Copy the rows below, swapping "foot claw" for "hind claw" each time it shows up and keeping everything else the same. Don't include the pictures.
start
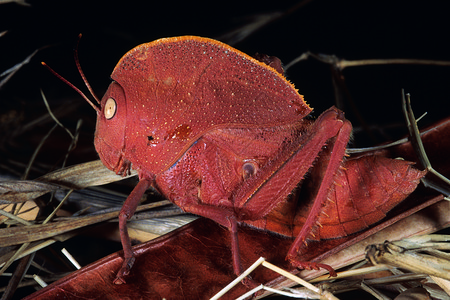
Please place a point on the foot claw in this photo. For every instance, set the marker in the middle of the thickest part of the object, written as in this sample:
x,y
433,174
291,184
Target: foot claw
x,y
313,266
124,271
end
*TASK RESULT*.
Please place a point on the hind claw in this photo. For every instance, set the marker in the middle of the thickest part of the object, written as in this sample:
x,y
433,174
291,184
Target: hind claw
x,y
313,266
124,271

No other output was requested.